Copy all of the records exactly.

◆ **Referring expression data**
§
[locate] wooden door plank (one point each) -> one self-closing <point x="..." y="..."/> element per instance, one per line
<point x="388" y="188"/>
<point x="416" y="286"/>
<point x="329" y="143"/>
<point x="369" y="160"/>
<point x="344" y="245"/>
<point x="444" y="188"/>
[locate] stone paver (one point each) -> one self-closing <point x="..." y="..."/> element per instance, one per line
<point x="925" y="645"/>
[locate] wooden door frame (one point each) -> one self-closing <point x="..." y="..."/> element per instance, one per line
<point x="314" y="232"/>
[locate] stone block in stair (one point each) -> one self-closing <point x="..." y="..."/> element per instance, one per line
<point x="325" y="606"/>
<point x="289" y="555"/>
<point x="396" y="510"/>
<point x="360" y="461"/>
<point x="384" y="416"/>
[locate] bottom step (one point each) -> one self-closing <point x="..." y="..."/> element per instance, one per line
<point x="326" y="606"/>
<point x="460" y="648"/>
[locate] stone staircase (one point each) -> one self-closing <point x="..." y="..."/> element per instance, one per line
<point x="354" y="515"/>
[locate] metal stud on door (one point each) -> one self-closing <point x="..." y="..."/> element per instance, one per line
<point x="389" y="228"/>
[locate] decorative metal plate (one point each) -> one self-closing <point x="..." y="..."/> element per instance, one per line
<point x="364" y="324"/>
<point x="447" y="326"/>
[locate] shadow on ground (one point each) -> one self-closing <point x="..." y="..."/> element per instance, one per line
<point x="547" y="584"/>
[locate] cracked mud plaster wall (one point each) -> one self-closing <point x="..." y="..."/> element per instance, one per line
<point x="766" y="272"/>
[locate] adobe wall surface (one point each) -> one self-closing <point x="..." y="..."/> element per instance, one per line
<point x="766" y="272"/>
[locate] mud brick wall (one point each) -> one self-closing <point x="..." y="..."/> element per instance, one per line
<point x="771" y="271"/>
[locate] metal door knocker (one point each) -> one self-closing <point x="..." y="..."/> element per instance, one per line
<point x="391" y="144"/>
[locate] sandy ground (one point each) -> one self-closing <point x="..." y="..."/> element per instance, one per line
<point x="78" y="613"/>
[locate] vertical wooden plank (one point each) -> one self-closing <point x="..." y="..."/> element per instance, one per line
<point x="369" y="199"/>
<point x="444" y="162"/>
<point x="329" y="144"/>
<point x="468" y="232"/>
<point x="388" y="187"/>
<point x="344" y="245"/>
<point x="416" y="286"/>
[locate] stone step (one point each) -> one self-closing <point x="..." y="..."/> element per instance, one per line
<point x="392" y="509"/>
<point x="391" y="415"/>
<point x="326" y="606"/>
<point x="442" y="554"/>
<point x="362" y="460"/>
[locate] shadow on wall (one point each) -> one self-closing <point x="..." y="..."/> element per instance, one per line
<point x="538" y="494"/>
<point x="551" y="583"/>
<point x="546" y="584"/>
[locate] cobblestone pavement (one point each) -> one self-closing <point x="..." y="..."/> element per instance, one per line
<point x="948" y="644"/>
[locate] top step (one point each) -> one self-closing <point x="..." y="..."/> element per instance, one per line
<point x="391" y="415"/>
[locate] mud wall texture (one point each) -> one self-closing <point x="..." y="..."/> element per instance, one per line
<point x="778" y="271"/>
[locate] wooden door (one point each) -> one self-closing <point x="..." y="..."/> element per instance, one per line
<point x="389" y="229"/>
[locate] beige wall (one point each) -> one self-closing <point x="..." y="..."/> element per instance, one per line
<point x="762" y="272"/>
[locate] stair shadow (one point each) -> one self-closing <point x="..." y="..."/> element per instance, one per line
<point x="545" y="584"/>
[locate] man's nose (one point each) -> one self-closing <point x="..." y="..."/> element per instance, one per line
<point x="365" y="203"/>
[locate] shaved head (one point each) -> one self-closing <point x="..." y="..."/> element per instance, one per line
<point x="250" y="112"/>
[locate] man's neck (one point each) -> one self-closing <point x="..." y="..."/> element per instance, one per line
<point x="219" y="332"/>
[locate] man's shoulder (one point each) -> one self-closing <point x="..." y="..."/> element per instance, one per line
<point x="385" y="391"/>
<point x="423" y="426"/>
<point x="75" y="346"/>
§
◆ **Answer for the task**
[locate] wooden door plank (one point each) -> one self-closing <point x="..." y="..."/> element per instance, one per line
<point x="388" y="188"/>
<point x="416" y="286"/>
<point x="329" y="143"/>
<point x="369" y="160"/>
<point x="344" y="245"/>
<point x="444" y="188"/>
[locate] stone paver (one point each) -> one self-closing <point x="..." y="..."/> element per instance, one per line
<point x="925" y="645"/>
[locate] wooden door frame (one point each) -> one self-closing <point x="..." y="..."/> element per instance, one per line
<point x="314" y="232"/>
[locate] stone block in stair (one point each) -> one self-closing <point x="..." y="..."/> element per instance, one per line
<point x="325" y="606"/>
<point x="289" y="555"/>
<point x="396" y="510"/>
<point x="360" y="461"/>
<point x="384" y="416"/>
[locate] bottom step (one point each) -> one self-closing <point x="..." y="..."/> element per instance, one per line
<point x="326" y="606"/>
<point x="460" y="648"/>
[locate] stone staircase (one point each) -> one self-closing <point x="..." y="..."/> element per instance, one per line
<point x="354" y="515"/>
[locate] metal stud on door (one point each) -> one self-closing <point x="..." y="..."/> element per instance, one per line
<point x="389" y="228"/>
[locate] decorative metal plate (one point each) -> one self-closing <point x="..." y="..."/> element per instance, one per line
<point x="364" y="324"/>
<point x="447" y="326"/>
[locate] shadow on ground (one point each) -> one self-closing <point x="..." y="..."/> element per instance, one per line
<point x="547" y="584"/>
[locate] cracked mud plaster wall (one point each) -> one self-closing <point x="..." y="..."/> element per instance, one per line
<point x="766" y="272"/>
[locate] adobe wall surface (one point each) -> one self-closing <point x="..." y="..."/> element per instance, one per line
<point x="766" y="272"/>
[locate] mud brick wall (one point each) -> one self-closing <point x="..." y="..."/> element per instance, one per line
<point x="771" y="271"/>
[locate] metal door knocker (one point each) -> one self-closing <point x="..." y="..."/> element per instance, one per line
<point x="391" y="144"/>
[locate] sandy ground (one point each) -> one self-closing <point x="..." y="..."/> element per instance, one per line
<point x="78" y="613"/>
[locate] vertical wooden plank (one point each) -> one self-closing <point x="..." y="..."/> element per instance, one per line
<point x="369" y="199"/>
<point x="444" y="162"/>
<point x="329" y="144"/>
<point x="468" y="232"/>
<point x="388" y="187"/>
<point x="344" y="245"/>
<point x="416" y="286"/>
[locate] stone step (one point each) -> one self-closing <point x="..." y="..."/> element per instance, one per line
<point x="392" y="509"/>
<point x="391" y="415"/>
<point x="326" y="606"/>
<point x="442" y="554"/>
<point x="362" y="460"/>
[locate] shadow on wall (one point each) -> one self-closing <point x="..." y="..."/> element per instance, one per line
<point x="538" y="494"/>
<point x="551" y="583"/>
<point x="546" y="584"/>
[locate] cobblestone pavement (one point each) -> one self-closing <point x="..." y="..."/> element per instance, one per line
<point x="948" y="644"/>
[locate] top step (one point each) -> one self-closing <point x="..." y="..."/> element per instance, one per line
<point x="391" y="415"/>
[locate] mud wall texture (one point each) -> one self-closing <point x="..." y="..."/> element per instance, one per line
<point x="778" y="271"/>
[locate] wooden door (one point each) -> one self-closing <point x="..." y="..."/> element per instance, one per line
<point x="389" y="229"/>
[locate] beige wall (one point each) -> one self-closing <point x="..." y="..."/> element per instance, one per line
<point x="762" y="272"/>
[locate] stair shadow (one point each) -> one self-closing <point x="..." y="..."/> element per instance, one per line
<point x="545" y="584"/>
[locate] man's nose (one point each) -> one self-closing <point x="..." y="..."/> element per instance, one per line
<point x="365" y="203"/>
[locate] shaved head (one point each) -> one self-closing <point x="..." y="..."/> element per instance, one per line
<point x="250" y="112"/>
[locate] man's neck (one point each) -> one self-closing <point x="..." y="..."/> element per instance, one per line
<point x="219" y="332"/>
[locate] man's shoulder (one point each) -> one self-closing <point x="..." y="..."/> element per instance, one per line
<point x="385" y="391"/>
<point x="423" y="426"/>
<point x="75" y="346"/>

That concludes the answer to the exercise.